WRITTEN EXERCISE:
Copy out the passage on LogLR's weak label estimation and anomaly detection in full, word for word.

GIVEN TEXT:
----
The notation \(G_{x\leftarrow D}(\phi (x))\) means that the variable x is grounded with the data D when grounding \(\phi (x)\).

In the weak label estimation stage, LogLR obtains a true value for the input sample in the interval [0, 1] as the label value of the unlabeled data. The samples at the classification boundary are easily mislabeled, and directly classifying the samples with a large label error rate will change the distribution of the samples. LogLR uses probability values as weak labels to increase training data and improve the detection accuracy of the model without changing the overall distribution of samples as much as possible.

3.4 Anomaly Detection

In the anomaly detection step, we use the session as the basic unit of classification of the anomaly detection model. A session is a process of information exchange between a client and a server. A session is established within a period of time, during which multiple information transfers are involved. We use two hyperparameters to divide sessions into log sequences, which are fed into the log anomaly detection model. A session is considered normal when all log sequences in the session are classified as normal by the anomaly detection model, but is considered abnormal when at least one log sequence in it is detected as abnormal.

LogLR detects anomalies using the LTN detection model. After the weak label estimation stage, LogLR retrains the LTN model with weak labels. LogLR uses log sequences marked with 0 or 1, where 0 indicates that the log sequence is abnormal and 1 indicates that the log sequence is normal. Different from the weak label estimation stage, the anomaly detection stage compares the true value between [0, 1] obtained by the LTN model with the preset threshold. LogLR detects the log sequence as normal when the true value of the output is greater than the threshold, otherwise it is detected as abnormal.
----
PROVIDED MATERIAL:
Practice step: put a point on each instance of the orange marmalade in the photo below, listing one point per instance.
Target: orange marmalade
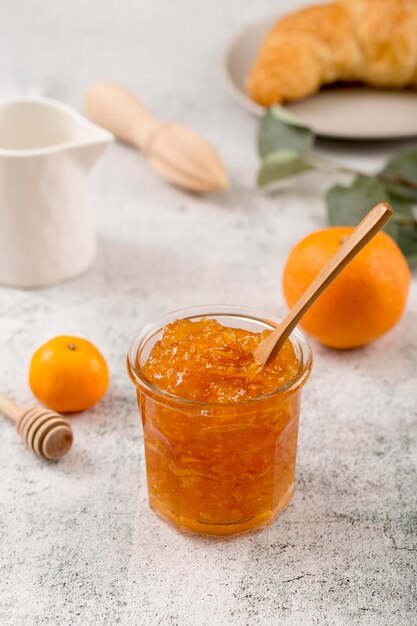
(221, 441)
----
CORRECT RESULT:
The notation \(G_{x\leftarrow D}(\phi (x))\) means that the variable x is grounded with the data D when grounding \(\phi (x)\).

In the weak label estimation stage, LogLR obtains a true value for the input sample in the interval [0, 1] as the label value of the unlabeled data. The samples at the classification boundary are easily mislabeled, and directly classifying the samples with a large label error rate will change the distribution of the samples. LogLR uses probability values as weak labels to increase training data and improve the detection accuracy of the model without changing the overall distribution of samples as much as possible.

3.4 Anomaly Detection

In the anomaly detection step, we use the session as the basic unit of classification of the anomaly detection model. A session is a process of information exchange between a client and a server. A session is established within a period of time, during which multiple information transfers are involved. We use two hyperparameters to divide sessions into log sequences, which are fed into the log anomaly detection model. A session is considered normal when all log sequences in the session are classified as normal by the anomaly detection model, but is considered abnormal when at least one log sequence in it is detected as abnormal.

LogLR detects anomalies using the LTN detection model. After the weak label estimation stage, LogLR retrains the LTN model with weak labels. LogLR uses log sequences marked with 0 or 1, where 0 indicates that the log sequence is abnormal and 1 indicates that the log sequence is normal. Different from the weak label estimation stage, the anomaly detection stage compares the true value between [0, 1] obtained by the LTN model with the preset threshold. LogLR detects the log sequence as normal when the true value of the output is greater than the threshold, otherwise it is detected as abnormal.